PROBLEM TO SOLVE: Return, unchanged, the entries starting at the first line and ending at the line that contains "[[177, 99], [168, 3], [89, 7]]", both included.

ENTRIES PROVIDED:
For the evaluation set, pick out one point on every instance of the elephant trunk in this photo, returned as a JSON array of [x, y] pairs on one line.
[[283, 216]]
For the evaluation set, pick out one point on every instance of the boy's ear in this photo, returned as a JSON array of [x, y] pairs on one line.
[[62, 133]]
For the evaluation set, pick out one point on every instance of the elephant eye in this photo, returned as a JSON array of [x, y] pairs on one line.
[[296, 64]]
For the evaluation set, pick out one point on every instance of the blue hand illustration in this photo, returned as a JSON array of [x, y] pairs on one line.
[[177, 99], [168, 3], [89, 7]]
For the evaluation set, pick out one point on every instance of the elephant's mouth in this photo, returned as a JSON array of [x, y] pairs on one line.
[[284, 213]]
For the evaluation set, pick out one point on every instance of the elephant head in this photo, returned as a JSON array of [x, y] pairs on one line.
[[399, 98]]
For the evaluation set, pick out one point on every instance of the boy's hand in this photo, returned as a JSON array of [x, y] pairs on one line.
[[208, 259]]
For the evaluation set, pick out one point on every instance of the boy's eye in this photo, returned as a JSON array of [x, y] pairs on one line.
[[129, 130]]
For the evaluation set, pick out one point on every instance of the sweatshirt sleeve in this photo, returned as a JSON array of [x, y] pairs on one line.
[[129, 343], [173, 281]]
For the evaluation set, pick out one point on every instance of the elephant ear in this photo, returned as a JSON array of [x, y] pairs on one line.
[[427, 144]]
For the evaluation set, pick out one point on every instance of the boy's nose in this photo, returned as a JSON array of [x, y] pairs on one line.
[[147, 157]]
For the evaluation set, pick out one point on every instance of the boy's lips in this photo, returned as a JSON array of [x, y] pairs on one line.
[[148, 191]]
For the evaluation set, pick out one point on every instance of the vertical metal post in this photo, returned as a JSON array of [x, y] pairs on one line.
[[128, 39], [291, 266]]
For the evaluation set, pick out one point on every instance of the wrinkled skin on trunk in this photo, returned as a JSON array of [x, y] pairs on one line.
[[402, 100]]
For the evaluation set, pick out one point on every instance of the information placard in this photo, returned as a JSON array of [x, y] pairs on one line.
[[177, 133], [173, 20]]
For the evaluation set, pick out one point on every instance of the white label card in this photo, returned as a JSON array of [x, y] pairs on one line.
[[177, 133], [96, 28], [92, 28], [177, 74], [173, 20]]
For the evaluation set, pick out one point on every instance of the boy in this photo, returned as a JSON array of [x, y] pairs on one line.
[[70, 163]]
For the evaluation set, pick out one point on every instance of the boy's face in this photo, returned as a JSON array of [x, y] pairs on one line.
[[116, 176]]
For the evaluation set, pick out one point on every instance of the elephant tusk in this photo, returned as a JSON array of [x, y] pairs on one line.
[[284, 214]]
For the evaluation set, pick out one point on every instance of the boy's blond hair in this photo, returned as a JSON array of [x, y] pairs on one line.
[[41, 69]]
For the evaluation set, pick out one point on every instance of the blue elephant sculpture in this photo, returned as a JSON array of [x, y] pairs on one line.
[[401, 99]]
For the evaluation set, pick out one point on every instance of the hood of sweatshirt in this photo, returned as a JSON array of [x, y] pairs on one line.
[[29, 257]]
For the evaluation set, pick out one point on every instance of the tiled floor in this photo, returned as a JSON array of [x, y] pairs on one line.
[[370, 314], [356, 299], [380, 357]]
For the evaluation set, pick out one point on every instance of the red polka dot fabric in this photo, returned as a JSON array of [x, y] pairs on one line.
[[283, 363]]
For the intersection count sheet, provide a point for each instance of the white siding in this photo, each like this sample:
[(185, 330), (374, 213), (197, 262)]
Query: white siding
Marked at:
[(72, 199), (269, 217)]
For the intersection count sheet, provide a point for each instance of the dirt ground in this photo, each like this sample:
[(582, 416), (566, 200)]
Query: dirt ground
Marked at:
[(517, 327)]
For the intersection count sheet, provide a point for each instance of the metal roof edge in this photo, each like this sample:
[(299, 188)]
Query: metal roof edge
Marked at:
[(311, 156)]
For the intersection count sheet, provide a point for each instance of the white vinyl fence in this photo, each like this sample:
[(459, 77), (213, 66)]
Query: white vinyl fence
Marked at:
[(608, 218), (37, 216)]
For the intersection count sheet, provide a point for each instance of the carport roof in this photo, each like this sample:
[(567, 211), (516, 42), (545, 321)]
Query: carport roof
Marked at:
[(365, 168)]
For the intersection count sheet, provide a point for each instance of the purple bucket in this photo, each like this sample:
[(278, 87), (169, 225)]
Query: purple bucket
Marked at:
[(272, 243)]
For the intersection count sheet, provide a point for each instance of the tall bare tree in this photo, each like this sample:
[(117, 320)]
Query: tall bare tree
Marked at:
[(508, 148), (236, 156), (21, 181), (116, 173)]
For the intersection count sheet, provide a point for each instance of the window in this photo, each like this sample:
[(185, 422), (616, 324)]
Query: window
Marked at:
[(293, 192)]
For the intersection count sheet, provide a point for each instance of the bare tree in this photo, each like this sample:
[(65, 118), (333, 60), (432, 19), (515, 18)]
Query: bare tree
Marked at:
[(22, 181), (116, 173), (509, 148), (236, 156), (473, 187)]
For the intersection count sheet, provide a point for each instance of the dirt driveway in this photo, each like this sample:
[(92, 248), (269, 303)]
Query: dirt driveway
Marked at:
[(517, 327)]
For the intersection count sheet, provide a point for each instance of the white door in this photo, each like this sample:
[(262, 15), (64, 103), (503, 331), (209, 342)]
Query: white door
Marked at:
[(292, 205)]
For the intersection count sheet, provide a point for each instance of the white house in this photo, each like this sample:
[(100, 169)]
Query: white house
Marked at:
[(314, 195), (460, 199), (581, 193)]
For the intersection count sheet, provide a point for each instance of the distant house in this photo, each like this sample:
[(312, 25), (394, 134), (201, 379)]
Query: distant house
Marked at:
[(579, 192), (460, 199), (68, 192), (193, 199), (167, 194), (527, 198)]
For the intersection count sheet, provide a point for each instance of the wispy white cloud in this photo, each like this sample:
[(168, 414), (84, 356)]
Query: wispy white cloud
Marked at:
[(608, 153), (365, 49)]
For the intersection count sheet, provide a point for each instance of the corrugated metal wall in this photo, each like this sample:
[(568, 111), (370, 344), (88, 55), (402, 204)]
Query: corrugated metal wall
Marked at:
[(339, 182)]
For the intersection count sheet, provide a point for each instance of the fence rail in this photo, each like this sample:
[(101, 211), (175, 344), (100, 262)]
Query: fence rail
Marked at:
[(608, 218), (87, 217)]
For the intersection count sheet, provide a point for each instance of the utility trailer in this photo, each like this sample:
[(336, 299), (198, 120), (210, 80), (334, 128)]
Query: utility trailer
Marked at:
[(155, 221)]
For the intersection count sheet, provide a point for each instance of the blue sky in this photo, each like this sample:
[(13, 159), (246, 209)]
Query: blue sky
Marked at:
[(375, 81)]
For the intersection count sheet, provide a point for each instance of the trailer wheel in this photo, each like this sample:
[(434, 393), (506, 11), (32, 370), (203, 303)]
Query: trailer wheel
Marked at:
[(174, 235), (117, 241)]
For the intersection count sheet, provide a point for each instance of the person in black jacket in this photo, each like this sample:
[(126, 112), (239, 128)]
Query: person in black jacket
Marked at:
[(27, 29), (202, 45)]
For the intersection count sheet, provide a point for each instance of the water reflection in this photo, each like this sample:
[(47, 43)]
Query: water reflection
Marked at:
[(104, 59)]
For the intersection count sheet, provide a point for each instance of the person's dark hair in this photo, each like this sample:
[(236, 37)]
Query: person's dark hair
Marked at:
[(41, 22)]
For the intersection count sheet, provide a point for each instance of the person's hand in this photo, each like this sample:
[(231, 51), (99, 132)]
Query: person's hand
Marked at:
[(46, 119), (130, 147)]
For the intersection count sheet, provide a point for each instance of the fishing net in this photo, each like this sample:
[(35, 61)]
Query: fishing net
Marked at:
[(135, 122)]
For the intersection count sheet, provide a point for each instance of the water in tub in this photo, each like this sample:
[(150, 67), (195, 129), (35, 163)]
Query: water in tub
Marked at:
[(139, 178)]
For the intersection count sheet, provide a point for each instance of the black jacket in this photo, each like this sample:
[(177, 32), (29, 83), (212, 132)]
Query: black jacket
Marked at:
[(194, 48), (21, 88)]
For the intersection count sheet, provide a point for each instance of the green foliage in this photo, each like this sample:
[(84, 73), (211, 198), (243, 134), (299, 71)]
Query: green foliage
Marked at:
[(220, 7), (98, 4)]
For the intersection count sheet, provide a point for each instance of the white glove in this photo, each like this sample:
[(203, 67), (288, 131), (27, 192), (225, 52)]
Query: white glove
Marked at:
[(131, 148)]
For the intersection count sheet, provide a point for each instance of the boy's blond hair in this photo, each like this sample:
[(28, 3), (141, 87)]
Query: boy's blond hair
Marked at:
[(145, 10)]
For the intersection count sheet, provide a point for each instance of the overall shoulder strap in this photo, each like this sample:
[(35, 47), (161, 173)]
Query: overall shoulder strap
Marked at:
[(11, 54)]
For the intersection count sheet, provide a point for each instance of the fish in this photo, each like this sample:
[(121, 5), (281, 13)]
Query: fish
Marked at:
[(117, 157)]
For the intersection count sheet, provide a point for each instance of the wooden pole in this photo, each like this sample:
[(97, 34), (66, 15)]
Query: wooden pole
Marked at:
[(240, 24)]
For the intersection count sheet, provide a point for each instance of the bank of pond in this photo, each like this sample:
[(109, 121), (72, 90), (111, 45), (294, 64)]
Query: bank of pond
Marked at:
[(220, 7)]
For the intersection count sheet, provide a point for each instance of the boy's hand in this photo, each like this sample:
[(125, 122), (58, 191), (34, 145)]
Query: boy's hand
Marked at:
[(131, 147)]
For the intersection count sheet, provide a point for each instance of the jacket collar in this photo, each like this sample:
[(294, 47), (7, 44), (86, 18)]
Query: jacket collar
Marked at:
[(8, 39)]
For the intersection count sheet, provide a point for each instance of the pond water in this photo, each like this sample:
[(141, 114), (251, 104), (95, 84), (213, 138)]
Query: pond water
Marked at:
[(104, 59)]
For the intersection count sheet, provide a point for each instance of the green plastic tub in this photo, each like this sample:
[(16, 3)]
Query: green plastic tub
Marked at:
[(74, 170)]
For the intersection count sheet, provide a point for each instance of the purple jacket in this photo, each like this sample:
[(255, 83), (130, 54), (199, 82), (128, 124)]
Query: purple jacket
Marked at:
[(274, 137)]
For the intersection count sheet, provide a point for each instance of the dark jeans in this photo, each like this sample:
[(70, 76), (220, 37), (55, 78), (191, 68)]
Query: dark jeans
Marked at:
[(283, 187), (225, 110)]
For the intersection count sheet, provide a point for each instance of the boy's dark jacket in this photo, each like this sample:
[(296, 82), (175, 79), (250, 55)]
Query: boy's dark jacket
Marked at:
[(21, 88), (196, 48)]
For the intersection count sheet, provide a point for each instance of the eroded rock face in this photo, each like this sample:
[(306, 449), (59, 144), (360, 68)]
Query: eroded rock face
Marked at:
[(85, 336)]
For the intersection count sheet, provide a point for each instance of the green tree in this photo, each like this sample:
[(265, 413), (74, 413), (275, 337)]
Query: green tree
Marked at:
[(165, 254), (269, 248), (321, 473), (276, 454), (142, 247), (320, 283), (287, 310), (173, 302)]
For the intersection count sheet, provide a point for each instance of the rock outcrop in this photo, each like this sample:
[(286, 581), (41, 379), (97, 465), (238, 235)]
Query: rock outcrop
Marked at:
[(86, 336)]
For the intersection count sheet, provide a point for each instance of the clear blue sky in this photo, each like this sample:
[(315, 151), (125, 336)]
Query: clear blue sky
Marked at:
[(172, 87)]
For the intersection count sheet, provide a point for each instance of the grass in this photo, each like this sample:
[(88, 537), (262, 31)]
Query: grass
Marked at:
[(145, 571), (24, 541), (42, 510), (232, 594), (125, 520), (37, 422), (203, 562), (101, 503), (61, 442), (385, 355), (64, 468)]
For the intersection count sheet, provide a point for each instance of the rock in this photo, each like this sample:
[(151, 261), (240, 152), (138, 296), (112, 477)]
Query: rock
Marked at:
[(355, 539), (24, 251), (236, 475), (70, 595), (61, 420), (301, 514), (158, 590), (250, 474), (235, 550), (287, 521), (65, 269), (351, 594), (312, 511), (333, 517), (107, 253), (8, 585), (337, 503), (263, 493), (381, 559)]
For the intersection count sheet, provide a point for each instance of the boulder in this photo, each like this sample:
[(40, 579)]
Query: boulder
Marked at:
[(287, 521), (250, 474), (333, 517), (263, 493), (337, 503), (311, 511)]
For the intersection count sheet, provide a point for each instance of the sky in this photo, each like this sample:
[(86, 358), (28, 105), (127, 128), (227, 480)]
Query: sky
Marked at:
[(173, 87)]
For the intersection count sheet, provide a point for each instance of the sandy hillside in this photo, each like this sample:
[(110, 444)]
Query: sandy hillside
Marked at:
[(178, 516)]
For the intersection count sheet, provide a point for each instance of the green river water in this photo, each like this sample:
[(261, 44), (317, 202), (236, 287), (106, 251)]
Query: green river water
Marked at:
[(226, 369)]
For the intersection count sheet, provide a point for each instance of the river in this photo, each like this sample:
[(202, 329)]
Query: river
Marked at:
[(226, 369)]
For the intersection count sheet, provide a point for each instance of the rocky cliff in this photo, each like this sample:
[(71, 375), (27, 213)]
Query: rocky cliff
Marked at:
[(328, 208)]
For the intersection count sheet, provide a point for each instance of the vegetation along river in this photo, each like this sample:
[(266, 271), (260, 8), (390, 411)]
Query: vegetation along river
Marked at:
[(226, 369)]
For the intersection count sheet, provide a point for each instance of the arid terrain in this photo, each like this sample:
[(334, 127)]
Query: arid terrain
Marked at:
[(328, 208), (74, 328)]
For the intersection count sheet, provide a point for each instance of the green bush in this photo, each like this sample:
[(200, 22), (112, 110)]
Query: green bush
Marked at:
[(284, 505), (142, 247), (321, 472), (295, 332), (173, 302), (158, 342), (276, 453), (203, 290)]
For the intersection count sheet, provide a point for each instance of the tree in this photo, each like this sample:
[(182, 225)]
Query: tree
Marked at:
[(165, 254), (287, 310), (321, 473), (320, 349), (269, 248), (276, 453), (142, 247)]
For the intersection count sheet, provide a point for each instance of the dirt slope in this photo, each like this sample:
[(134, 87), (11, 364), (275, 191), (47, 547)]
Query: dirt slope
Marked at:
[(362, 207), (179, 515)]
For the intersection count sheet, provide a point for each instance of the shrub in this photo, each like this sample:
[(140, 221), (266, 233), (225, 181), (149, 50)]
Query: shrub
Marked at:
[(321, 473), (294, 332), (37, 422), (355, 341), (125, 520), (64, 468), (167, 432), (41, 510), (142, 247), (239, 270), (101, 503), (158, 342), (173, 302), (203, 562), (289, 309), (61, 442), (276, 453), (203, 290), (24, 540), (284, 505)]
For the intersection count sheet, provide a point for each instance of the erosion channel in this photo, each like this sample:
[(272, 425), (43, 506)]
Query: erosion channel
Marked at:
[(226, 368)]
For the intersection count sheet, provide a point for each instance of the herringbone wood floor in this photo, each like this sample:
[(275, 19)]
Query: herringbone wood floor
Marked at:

RESPONSE TO THE EXERCISE:
For the evaluation set, pick out one point on every instance of the elephant trunk in this photo, returned as a JSON array of [x, y] pairs on one line.
[[283, 216]]
For the evaluation set, pick out one point on every instance of the boy's ear in this photo, returned as a JSON array of [x, y] pairs on one line.
[[62, 133]]
For the evaluation set, pick out one point on every instance of the elephant eye in this photo, returned as a JSON array of [x, y] pairs on one line.
[[296, 64]]
For the evaluation set, pick out one point on every instance of the blue hand illustration in this photo, returned as a JSON array of [x, y] pairs on one line.
[[177, 99], [168, 3], [89, 7]]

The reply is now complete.